## [TASK TO CARRY OUT]
The records that follow must be reproduced in full, exactly as written.

/---

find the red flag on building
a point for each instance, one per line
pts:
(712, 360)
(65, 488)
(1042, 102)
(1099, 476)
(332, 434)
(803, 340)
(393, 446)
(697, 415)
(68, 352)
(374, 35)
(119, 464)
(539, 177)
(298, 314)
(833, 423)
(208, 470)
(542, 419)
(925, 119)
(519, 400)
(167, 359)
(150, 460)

\---

## [RESULT OF THIS EXERCISE]
find the red flag on building
a point for each instance, one per line
pts:
(712, 360)
(65, 488)
(1042, 102)
(1099, 476)
(332, 434)
(803, 340)
(393, 446)
(697, 415)
(68, 352)
(374, 35)
(119, 464)
(539, 177)
(298, 314)
(833, 423)
(208, 470)
(542, 419)
(925, 119)
(519, 400)
(167, 359)
(150, 460)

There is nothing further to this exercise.